AIM OF THE EXERCISE: Can you retype the material below line for line, with no changes at all?

[Object location annotation material]
----------
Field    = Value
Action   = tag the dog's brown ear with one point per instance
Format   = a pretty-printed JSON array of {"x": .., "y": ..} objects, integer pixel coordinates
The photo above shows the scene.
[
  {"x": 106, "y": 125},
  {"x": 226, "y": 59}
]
----------
CORRECT OUTPUT:
Field    = Value
Action   = tag the dog's brown ear with one point per instance
Format   = a pretty-printed JSON array of {"x": .., "y": ..} objects, integer pixel coordinates
The photo above shows the scene.
[
  {"x": 106, "y": 125},
  {"x": 226, "y": 59}
]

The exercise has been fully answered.